(AIM): Filter the records below and copy each line that contains the word "jersey".

(Outline labeling records)
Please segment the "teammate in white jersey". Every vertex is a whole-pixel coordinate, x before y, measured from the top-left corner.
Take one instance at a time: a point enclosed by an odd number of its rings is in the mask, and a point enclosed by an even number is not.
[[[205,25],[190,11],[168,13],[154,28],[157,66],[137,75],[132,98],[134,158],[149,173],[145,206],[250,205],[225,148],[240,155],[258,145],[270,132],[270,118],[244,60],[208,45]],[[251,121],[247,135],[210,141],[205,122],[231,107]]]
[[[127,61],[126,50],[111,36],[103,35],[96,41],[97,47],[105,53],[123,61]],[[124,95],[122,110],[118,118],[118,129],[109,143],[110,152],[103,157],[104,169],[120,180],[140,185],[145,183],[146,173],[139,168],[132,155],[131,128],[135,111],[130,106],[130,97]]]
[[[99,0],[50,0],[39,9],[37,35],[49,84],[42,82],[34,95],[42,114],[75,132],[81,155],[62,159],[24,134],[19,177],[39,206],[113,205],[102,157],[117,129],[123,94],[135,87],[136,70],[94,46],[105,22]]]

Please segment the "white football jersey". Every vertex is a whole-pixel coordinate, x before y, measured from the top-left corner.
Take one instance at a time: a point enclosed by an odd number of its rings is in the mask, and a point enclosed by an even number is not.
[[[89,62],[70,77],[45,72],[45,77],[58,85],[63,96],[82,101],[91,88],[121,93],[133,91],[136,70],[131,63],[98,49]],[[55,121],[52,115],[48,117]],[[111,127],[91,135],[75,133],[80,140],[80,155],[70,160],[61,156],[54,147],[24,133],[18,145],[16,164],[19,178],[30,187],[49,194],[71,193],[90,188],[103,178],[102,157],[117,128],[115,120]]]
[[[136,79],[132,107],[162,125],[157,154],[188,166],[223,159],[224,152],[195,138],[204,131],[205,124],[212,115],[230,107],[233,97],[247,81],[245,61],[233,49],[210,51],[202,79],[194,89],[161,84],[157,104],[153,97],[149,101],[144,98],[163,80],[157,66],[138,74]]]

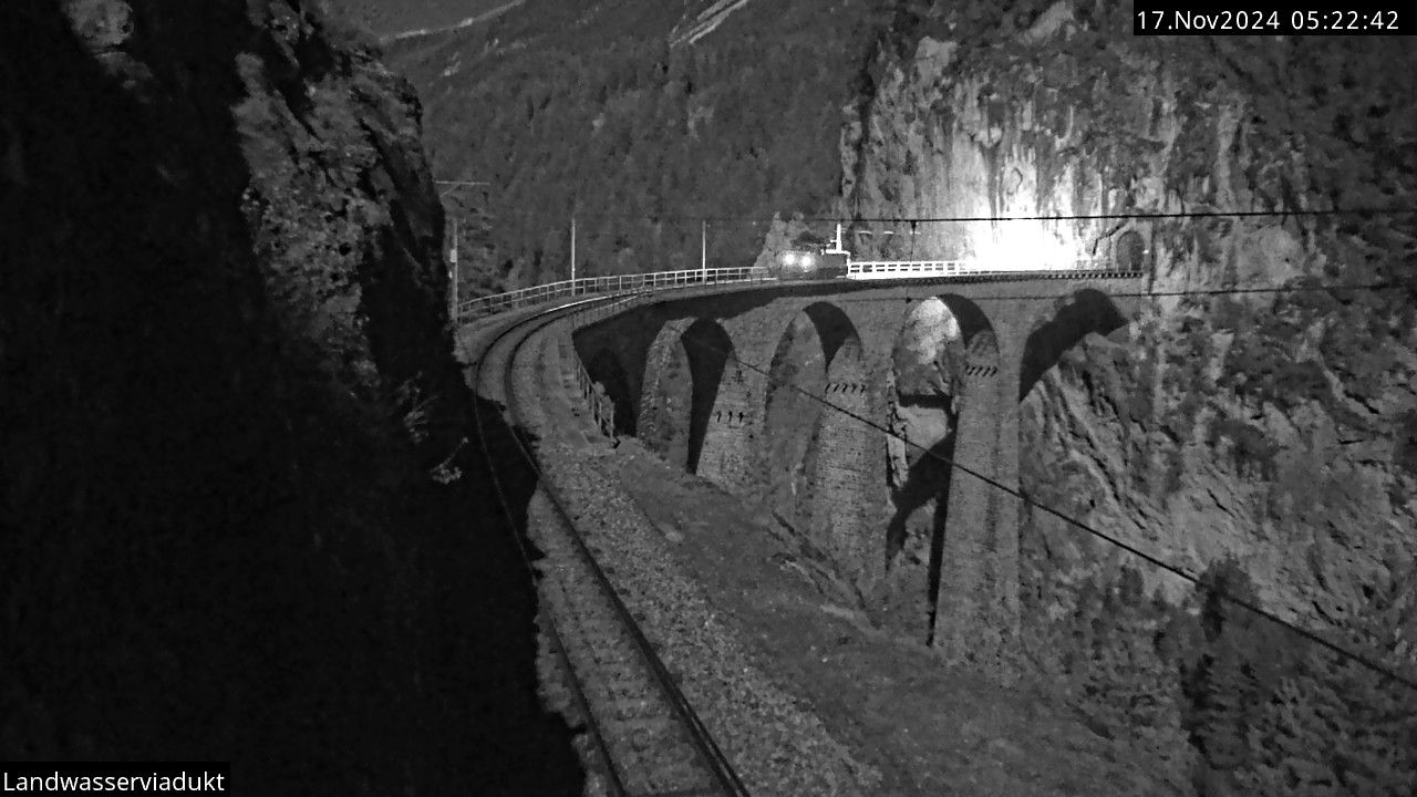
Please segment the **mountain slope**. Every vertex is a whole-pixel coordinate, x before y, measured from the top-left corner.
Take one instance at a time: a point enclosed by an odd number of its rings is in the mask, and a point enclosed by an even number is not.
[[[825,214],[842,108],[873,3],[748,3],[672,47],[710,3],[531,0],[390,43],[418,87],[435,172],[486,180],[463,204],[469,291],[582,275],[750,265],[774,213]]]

--

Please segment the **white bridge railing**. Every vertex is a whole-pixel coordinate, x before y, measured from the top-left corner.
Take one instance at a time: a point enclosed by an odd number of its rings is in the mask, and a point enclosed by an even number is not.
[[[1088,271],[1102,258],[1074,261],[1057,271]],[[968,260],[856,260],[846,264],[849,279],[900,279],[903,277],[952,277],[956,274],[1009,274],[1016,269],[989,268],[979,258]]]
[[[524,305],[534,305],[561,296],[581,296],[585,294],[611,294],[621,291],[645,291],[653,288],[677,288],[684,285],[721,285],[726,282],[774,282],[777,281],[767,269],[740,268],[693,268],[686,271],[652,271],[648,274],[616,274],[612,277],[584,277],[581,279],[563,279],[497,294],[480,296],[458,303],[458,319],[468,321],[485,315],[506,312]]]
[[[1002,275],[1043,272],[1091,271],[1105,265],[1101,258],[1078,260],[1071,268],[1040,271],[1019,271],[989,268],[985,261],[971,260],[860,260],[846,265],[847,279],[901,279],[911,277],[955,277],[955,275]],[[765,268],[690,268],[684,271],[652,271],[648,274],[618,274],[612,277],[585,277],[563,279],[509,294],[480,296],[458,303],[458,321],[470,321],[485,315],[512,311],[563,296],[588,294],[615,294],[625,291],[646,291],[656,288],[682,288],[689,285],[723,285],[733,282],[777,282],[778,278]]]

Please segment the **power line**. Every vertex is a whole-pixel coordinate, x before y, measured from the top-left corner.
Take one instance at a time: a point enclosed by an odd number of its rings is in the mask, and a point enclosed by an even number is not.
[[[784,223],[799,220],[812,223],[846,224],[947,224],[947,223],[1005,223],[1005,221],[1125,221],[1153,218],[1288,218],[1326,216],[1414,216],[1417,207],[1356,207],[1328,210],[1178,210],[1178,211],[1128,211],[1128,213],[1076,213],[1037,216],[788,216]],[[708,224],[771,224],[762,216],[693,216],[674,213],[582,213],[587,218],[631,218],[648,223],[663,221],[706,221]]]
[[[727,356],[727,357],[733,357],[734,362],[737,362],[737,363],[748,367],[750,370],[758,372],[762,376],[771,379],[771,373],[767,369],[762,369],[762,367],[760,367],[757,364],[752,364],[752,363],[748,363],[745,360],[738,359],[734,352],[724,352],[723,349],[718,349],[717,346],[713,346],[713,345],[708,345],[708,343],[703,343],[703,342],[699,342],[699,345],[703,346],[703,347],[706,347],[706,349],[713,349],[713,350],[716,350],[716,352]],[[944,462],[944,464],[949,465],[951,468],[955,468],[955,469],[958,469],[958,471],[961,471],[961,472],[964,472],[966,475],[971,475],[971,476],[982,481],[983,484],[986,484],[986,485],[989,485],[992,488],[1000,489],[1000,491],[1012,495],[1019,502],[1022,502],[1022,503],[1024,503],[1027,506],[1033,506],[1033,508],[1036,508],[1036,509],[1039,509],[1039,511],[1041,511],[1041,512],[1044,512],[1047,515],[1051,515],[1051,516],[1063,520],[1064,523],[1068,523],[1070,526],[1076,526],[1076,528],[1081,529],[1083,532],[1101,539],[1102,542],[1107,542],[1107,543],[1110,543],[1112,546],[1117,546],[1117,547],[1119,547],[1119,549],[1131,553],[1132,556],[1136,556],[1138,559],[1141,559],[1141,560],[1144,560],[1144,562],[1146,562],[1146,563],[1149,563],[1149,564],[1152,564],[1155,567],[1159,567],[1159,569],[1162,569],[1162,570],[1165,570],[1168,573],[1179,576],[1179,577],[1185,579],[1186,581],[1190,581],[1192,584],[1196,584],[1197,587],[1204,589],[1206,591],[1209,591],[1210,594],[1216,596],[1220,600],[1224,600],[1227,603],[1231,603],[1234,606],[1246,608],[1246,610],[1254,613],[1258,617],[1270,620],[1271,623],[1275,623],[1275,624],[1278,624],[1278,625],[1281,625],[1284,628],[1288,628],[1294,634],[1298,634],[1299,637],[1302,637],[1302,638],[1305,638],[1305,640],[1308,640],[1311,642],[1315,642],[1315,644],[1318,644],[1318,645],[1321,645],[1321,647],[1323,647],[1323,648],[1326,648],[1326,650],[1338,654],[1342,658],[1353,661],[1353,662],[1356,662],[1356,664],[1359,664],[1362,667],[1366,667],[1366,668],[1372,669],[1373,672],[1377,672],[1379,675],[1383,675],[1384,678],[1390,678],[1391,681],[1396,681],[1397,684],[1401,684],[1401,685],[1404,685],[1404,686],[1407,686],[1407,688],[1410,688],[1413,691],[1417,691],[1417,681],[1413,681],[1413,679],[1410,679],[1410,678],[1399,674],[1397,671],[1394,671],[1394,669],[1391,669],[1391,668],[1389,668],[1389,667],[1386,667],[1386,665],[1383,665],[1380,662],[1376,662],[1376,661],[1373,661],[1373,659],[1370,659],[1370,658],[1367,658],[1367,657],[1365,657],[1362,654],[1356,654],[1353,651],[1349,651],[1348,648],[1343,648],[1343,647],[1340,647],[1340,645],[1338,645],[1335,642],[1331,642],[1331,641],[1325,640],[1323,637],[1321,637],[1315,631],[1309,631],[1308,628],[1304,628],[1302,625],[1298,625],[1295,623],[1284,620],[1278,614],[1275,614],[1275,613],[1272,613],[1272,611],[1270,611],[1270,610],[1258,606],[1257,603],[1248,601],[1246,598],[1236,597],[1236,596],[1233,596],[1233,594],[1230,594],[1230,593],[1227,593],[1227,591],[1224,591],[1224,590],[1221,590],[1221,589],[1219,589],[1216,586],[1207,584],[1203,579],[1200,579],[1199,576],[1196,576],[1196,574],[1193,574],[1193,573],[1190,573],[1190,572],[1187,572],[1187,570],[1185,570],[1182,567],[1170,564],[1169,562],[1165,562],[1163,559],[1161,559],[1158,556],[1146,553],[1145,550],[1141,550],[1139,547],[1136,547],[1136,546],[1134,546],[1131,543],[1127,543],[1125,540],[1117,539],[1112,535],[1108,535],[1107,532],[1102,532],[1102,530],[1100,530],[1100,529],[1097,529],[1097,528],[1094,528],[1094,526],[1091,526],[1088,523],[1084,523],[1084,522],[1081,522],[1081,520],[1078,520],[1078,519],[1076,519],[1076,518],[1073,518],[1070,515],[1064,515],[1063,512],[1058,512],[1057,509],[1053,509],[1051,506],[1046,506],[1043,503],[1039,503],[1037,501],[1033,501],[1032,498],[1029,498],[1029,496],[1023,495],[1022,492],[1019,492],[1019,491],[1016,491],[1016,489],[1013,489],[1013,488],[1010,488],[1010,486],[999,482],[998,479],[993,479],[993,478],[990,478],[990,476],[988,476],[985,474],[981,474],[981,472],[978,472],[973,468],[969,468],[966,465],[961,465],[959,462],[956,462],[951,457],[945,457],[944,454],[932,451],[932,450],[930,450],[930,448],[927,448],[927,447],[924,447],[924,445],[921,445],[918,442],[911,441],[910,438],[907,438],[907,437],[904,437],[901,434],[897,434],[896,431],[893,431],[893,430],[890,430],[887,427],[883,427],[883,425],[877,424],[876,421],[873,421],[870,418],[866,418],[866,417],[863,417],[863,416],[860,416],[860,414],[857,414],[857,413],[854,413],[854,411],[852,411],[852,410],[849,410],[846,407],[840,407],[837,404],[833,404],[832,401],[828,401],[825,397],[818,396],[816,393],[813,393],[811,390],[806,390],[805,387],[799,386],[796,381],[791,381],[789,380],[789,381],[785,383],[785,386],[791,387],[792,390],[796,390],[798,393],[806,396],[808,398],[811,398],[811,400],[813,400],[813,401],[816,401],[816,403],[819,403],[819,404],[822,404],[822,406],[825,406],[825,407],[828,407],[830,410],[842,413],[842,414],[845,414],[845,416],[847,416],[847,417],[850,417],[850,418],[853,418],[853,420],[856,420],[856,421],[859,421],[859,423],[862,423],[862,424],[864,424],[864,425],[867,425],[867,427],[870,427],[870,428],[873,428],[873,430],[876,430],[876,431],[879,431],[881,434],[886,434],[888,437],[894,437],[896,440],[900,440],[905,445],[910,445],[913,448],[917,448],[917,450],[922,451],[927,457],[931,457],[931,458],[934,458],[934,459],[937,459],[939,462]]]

(SOLUTION TO THE PROBLEM):
Please segment the "teammate in white jersey". Every vertex is a whole-pixel coordinate, x before y, measured from the top-left corner.
Please segment the "white football jersey". Every vertex is a whole-pixel coordinate, x before y, measured from the top-left corner.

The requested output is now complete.